Part of a data file

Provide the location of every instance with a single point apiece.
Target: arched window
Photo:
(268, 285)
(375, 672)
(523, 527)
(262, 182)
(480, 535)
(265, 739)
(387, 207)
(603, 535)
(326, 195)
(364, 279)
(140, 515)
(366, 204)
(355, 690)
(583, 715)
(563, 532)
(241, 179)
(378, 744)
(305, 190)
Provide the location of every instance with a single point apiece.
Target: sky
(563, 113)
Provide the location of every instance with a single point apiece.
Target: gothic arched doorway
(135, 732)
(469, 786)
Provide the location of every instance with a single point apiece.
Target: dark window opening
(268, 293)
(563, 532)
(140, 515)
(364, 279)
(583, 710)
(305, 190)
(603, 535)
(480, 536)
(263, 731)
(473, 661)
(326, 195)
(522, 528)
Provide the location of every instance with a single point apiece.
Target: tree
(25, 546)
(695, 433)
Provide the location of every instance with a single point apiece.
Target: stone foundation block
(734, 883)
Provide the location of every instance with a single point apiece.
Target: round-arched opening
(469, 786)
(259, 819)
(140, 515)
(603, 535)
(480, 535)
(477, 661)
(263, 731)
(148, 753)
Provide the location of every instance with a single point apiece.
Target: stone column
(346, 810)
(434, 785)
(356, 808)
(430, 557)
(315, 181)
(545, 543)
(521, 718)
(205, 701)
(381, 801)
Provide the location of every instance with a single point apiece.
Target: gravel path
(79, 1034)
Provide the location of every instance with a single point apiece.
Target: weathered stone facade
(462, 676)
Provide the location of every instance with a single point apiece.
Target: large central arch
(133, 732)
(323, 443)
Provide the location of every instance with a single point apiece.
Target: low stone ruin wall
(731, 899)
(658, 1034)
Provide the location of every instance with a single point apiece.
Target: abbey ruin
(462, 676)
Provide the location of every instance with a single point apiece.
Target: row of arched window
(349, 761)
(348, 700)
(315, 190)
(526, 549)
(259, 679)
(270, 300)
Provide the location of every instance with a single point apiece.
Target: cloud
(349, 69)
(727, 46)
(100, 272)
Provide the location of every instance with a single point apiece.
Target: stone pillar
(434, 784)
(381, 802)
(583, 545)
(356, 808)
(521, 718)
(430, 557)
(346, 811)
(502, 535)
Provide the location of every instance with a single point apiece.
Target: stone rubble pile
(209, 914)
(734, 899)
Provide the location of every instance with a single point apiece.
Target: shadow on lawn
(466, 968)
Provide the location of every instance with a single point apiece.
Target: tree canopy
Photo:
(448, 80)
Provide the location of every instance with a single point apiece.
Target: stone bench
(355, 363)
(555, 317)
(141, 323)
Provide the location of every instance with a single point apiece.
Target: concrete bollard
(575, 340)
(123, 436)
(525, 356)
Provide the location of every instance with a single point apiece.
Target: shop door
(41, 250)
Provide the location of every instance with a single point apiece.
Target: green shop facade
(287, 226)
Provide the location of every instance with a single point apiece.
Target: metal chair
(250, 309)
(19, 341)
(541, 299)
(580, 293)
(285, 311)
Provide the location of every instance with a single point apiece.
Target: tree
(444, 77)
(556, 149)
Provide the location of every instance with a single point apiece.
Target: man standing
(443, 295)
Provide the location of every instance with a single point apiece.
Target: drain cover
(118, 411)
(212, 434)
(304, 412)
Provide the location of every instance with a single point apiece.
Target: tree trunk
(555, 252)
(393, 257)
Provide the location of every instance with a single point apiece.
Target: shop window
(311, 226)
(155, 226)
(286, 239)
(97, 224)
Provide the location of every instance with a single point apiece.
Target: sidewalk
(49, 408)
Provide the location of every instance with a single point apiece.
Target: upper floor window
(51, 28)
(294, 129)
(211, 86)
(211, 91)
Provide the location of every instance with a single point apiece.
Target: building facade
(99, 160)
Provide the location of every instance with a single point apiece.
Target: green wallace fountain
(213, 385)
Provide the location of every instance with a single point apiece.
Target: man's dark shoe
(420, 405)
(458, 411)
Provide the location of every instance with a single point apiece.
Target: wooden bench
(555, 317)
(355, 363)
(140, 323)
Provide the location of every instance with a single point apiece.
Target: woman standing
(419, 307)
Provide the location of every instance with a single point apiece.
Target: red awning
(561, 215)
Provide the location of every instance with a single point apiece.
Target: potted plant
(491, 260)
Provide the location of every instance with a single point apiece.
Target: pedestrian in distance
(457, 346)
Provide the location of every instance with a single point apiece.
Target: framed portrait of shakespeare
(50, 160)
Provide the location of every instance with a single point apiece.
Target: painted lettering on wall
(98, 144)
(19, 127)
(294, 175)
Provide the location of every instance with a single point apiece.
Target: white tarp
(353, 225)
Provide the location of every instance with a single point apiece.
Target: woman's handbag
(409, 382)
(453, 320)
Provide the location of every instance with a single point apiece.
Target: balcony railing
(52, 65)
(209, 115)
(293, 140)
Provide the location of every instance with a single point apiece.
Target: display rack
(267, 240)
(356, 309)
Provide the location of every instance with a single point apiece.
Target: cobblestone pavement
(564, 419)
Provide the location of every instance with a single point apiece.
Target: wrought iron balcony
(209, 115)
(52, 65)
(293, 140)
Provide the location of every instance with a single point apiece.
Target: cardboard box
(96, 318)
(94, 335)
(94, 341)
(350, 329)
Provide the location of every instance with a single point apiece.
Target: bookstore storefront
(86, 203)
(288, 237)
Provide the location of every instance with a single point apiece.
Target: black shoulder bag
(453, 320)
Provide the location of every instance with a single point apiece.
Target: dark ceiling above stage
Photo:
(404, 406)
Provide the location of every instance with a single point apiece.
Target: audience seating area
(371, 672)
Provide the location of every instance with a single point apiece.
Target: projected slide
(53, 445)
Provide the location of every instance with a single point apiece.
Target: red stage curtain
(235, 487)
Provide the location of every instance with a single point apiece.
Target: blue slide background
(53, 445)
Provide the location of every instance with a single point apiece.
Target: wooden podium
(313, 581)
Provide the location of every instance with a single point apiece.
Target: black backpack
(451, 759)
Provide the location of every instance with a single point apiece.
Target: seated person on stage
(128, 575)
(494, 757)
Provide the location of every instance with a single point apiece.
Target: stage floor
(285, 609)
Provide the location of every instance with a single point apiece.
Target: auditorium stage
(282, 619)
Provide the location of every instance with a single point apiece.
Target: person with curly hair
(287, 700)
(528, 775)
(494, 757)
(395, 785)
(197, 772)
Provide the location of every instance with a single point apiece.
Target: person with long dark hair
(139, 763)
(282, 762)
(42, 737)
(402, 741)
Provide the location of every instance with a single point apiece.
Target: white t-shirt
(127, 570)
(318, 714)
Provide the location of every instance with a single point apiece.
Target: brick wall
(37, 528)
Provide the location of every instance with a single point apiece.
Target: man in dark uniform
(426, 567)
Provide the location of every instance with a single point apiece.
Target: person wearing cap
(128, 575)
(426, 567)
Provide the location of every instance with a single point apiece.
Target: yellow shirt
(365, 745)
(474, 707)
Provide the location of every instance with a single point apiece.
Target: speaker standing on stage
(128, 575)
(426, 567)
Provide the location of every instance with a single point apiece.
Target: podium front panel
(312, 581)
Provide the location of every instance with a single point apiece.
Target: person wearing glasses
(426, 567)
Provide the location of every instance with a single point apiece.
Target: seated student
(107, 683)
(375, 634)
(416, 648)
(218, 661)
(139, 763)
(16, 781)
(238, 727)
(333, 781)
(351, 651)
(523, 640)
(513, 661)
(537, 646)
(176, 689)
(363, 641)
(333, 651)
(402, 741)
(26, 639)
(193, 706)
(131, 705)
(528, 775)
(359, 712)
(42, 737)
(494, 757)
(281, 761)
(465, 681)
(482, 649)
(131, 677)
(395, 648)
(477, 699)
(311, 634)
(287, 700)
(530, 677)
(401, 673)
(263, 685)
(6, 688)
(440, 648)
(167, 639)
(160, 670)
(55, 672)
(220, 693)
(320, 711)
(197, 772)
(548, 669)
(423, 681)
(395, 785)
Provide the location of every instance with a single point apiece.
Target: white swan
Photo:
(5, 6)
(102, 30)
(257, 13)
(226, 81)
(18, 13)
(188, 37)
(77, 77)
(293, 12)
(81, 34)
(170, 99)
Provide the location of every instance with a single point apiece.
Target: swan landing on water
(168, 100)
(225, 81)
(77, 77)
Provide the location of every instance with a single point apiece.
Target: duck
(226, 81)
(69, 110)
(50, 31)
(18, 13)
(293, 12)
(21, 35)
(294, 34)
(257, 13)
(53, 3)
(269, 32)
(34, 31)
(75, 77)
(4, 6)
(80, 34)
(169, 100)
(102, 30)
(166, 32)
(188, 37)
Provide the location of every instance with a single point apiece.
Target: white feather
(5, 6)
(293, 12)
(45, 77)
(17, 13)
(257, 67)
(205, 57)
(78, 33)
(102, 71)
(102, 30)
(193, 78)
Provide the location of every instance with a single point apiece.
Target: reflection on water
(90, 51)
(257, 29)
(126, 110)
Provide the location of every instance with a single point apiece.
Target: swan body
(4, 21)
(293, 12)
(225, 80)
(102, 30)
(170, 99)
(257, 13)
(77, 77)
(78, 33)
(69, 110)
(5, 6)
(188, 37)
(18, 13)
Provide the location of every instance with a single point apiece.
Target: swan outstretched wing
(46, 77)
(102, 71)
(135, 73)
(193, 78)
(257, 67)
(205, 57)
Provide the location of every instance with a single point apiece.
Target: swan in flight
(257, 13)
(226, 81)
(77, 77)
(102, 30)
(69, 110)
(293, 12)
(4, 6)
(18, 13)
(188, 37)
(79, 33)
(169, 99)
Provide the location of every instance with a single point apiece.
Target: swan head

WRITTEN INSTRUCTION ::
Gather every line from the items above that contains the string "shop", matching case exactly. Copy each line in full.

ANSWER TO THE TASK ::
Target: shop door
Target: green shop facade
Target: shop window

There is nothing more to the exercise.